## [WHAT IS NEEDED]
Show, in full, each line of the data that contains "blurred".

## [RECORDS PROVIDED]

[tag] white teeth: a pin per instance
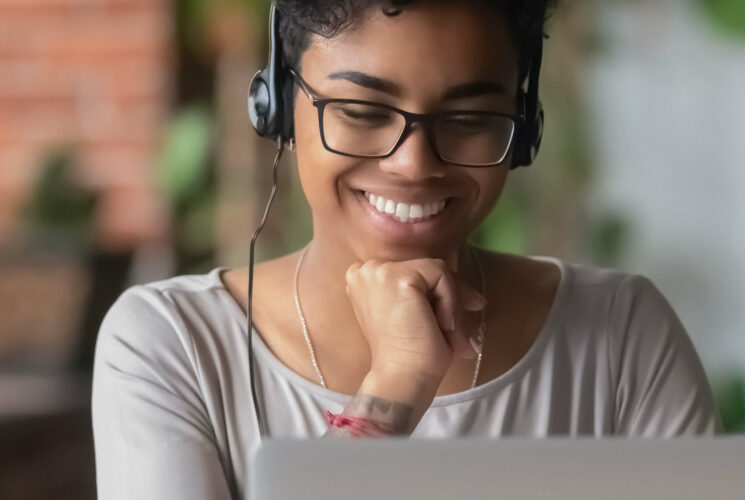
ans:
(416, 211)
(380, 205)
(390, 207)
(404, 211)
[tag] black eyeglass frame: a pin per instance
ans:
(427, 119)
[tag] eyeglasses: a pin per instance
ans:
(364, 129)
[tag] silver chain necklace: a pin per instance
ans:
(482, 326)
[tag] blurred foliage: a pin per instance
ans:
(185, 175)
(729, 394)
(729, 15)
(59, 212)
(609, 237)
(180, 169)
(194, 16)
(504, 228)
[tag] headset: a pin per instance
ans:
(269, 109)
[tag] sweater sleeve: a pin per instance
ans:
(661, 389)
(152, 434)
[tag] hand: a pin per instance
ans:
(414, 314)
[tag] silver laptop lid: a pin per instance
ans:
(510, 468)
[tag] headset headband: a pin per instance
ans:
(270, 95)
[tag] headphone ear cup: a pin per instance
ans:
(519, 151)
(288, 107)
(536, 133)
(528, 137)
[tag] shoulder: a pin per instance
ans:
(154, 324)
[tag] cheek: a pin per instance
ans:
(489, 185)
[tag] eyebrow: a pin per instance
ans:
(470, 89)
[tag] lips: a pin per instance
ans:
(422, 230)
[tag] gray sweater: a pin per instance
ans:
(173, 417)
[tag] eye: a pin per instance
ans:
(360, 115)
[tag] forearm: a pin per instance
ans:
(397, 402)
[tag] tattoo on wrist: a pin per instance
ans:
(394, 418)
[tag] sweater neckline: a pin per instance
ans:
(502, 380)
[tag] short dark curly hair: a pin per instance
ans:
(327, 18)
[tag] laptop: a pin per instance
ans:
(701, 468)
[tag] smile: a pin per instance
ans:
(409, 223)
(405, 212)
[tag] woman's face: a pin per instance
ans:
(423, 52)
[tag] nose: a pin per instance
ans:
(415, 157)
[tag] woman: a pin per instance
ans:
(396, 304)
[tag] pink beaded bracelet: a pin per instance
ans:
(358, 426)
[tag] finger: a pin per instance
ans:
(471, 299)
(447, 305)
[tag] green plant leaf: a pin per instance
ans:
(181, 167)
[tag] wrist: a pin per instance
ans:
(415, 389)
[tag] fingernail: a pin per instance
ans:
(476, 302)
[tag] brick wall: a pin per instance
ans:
(96, 74)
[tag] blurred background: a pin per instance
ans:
(126, 156)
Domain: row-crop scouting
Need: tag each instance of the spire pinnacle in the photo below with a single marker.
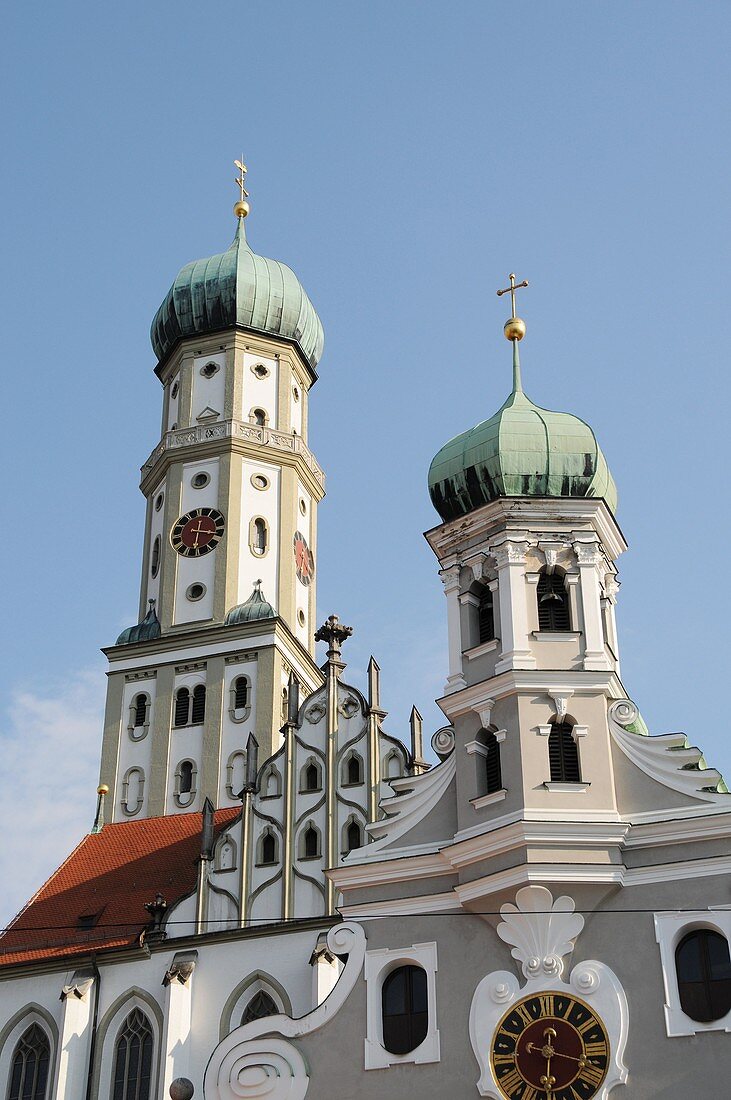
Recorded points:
(241, 208)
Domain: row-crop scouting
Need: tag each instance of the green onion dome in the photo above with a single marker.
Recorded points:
(146, 630)
(256, 607)
(524, 451)
(237, 288)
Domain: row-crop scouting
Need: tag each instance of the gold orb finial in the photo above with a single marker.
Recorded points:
(241, 208)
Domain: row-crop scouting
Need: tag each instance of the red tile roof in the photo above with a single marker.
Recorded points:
(111, 873)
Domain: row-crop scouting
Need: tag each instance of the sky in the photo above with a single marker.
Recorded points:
(403, 157)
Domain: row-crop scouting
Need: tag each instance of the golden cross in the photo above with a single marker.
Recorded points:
(241, 178)
(513, 286)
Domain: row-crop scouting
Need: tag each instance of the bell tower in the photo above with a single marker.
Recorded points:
(527, 551)
(228, 589)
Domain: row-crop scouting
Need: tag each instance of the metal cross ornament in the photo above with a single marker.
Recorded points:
(511, 289)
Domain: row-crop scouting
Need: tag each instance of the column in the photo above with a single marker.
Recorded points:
(516, 652)
(75, 1036)
(176, 1036)
(455, 680)
(588, 558)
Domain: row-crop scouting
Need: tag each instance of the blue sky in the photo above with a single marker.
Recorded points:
(403, 157)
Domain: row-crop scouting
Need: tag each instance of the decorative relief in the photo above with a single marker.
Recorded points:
(542, 934)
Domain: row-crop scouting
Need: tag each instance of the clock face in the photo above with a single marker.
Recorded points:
(303, 559)
(550, 1046)
(197, 532)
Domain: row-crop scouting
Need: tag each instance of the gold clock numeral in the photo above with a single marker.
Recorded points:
(510, 1081)
(593, 1075)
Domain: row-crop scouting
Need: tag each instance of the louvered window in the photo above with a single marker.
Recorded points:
(29, 1071)
(563, 754)
(259, 1007)
(198, 712)
(134, 1059)
(486, 616)
(493, 769)
(553, 603)
(704, 975)
(181, 706)
(140, 711)
(353, 836)
(241, 693)
(405, 1009)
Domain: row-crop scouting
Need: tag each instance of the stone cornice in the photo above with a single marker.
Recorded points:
(240, 436)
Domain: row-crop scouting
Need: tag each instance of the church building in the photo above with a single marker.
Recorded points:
(277, 898)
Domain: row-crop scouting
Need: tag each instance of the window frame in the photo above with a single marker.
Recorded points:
(378, 965)
(671, 928)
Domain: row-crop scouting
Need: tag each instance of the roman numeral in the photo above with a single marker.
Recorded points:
(510, 1081)
(593, 1075)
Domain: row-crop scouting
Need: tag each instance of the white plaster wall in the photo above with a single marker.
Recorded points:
(201, 570)
(133, 754)
(173, 403)
(156, 530)
(234, 734)
(259, 393)
(208, 393)
(265, 504)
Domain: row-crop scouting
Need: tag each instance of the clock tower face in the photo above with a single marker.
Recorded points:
(550, 1046)
(197, 532)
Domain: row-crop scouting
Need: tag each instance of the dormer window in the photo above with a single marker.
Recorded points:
(554, 612)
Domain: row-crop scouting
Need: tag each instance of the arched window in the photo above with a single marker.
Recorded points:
(133, 1060)
(563, 754)
(29, 1073)
(186, 777)
(704, 975)
(268, 847)
(310, 847)
(486, 616)
(353, 836)
(181, 706)
(553, 603)
(241, 693)
(259, 1007)
(405, 1009)
(493, 770)
(140, 711)
(198, 710)
(353, 770)
(259, 538)
(311, 780)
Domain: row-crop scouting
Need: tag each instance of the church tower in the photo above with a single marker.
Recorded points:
(531, 584)
(228, 591)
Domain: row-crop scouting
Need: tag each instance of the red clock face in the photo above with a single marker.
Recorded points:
(197, 532)
(303, 559)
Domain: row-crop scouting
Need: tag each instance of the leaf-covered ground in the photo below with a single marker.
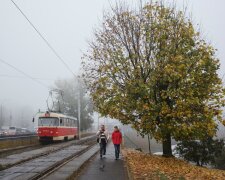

## [TASK RESULT]
[tag] blurred foliage: a pin per instance
[tag] blurred background: a pin per instance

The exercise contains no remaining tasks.